[Dataset records]
-- BEGIN --

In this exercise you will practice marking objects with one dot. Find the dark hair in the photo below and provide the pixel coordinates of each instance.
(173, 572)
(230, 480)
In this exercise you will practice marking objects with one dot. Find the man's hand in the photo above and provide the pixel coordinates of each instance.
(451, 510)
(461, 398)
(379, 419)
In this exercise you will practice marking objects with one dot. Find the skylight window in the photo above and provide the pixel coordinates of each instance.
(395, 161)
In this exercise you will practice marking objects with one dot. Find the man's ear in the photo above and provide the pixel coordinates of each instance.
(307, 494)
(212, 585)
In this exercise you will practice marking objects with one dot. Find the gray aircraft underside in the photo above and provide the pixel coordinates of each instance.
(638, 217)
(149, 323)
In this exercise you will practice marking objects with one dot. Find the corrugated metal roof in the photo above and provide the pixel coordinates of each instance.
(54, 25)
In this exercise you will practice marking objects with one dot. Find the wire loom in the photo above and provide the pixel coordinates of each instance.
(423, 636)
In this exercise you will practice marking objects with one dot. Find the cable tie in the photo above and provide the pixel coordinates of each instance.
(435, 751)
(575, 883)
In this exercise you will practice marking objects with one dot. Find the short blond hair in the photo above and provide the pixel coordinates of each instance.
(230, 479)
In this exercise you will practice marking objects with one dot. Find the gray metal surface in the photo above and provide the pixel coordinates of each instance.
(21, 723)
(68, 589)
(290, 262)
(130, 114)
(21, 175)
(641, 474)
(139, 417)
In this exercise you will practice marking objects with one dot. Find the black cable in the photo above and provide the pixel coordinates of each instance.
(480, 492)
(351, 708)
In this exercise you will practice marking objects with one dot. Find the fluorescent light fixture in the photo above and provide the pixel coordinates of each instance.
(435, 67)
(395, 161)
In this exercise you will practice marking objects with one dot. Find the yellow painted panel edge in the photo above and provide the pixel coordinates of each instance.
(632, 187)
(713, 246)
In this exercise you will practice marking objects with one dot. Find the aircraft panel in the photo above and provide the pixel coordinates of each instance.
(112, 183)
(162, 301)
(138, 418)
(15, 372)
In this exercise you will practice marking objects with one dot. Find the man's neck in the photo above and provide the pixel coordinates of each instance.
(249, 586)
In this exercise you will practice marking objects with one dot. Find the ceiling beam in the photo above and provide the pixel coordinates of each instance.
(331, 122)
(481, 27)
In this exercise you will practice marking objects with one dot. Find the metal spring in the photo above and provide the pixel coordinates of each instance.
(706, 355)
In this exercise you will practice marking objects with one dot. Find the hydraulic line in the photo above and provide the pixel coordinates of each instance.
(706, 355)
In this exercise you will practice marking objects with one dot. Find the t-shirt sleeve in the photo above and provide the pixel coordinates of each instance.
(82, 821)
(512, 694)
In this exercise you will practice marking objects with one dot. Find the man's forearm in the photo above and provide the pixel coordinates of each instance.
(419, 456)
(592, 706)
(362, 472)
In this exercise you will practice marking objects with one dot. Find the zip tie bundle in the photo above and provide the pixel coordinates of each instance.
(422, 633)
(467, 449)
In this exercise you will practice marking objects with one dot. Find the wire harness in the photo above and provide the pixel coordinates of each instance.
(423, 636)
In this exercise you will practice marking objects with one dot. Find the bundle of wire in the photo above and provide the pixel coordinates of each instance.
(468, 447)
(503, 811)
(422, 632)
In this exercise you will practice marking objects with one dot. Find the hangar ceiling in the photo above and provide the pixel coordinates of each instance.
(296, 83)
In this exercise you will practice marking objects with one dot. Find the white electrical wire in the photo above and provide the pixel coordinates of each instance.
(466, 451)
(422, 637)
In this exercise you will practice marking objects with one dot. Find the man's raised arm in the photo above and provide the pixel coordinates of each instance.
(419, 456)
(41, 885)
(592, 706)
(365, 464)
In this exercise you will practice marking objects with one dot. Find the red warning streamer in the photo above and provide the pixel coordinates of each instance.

-- END --

### Task details:
Copy out every one of the dataset records above word for word, with no changes.

### Exercise answer:
In this exercise you will practice marking objects with one dot. Find the dark hair in the photo below and provide the pixel coordinates of each instance.
(173, 572)
(230, 480)
In this exercise you will practice marking objects with one dot. Find the man's hand in the photo above and provide the pixel coordinates of each instance.
(451, 510)
(461, 398)
(379, 419)
In this exercise you will practice marking objects with one dot. Find the skylight window in the photo above and provide the pixel coordinates of each instance.
(395, 161)
In this exercise you will practice marking objects with one dot. Find the man's ear in the photo above and provide the pixel coordinates of each instance.
(307, 494)
(212, 585)
In this exercise you will practice marking objects with one dot. Find the gray aircraft underside in the photo above and provide the pixel coordinates of each instance.
(638, 217)
(149, 323)
In this exercise you will practice marking objects with one dot. Find the corrugated metal roof in the photo above and provide the pixel coordinates of each instance.
(54, 25)
In this exercise you will practice marking objects with one dot. Find the wire loom in the photo above and provide the pixel coordinates of each instance.
(423, 636)
In this exercise you will practice marking objects with one dot. Find the cable tie in the photo above and provide the pixel coordinates of each instance.
(435, 751)
(575, 883)
In this exercise you will practice marking objects with one dot. Find the short blond hair in the photo above and provide the pixel coordinates of each instance.
(230, 479)
In this exercise you will practice marking objects with one dot. Find the gray metal surface in the photo above and provide the pixel coordinates of each instance.
(21, 723)
(68, 589)
(290, 262)
(130, 114)
(21, 175)
(641, 474)
(139, 417)
In this exercise you will practice marking objects with one dot. Find the black cable in the photo above and provide the pixel coordinates of each instance.
(480, 492)
(351, 708)
In this exercise you will practice marking objects with one dot. Find the fluorescent light fixture in the photo above and provide the pixel coordinates of each instance.
(435, 67)
(395, 161)
In this exercise you will practice marking objects with one dot. Find the yellow painted panel edge in the photo above and provide the pixel coordinates of each instance.
(632, 187)
(713, 246)
In this exercise you will practice marking objects with one dot. Find the aircraft panel in the photo above and provide the pixel coordinates of each instance.
(112, 183)
(162, 301)
(138, 418)
(15, 372)
In this exercise you will practice marking objects with one dot. Find the man's neck in the photo above and provide the pixel coordinates of each instance.
(249, 586)
In this exercise you will practice marking objects with one dot. Find the ceiling beam in the photo above and provide the pixel coordinates of each instance.
(331, 122)
(481, 27)
In this exercise you will practice marking objects with one dot. Find the metal spring in the photo above and provide the pixel coordinates of each instance.
(706, 355)
In this exercise you will practice marking objects with one dot. Find the hydraulic line in the photo above and provide the pixel coordinates of each instance.
(706, 355)
In this exercise you will practice marking objects with one dot. Find the t-shirt sleeve in the photo above and provide the pixel coordinates of each instance.
(82, 821)
(512, 694)
In this exercise you will practice marking objects with one dot. Find the man's forearm in the photo above and provide the pixel coordinates of each instance.
(419, 456)
(592, 706)
(362, 472)
In this exercise you will practice marking objects with one dot. Find the zip tie bundle in the photo above and provide the pixel coordinates of each instance.
(422, 633)
(467, 449)
In this exercise you will practice marking objects with one dot. Find the wire harness in the photo above and provide the pixel coordinates of each instance.
(423, 636)
In this exercise you will practice marking objects with one dot. Find the bundle of wire in the photo above and provide the pixel coordinates of each instance.
(468, 447)
(503, 811)
(422, 632)
In this exercise you will practice marking objects with one dot. Find the hangar ceiling in the photo above and provide the pixel coordinates of each instance.
(296, 83)
In this exercise you will practice marking objects with one dot. Find the white electrical wire in the photo above and provide the pixel coordinates of each instance.
(466, 451)
(422, 637)
In this exercise you will practice marking objects with one dot. Find the man's raised arm in the photo above and provide the pixel coordinates of each instance.
(419, 456)
(41, 885)
(592, 706)
(365, 464)
In this exercise you will practice marking objects with one dot. Find the red warning streamer in the photo above and provide the pixel coordinates of each instance.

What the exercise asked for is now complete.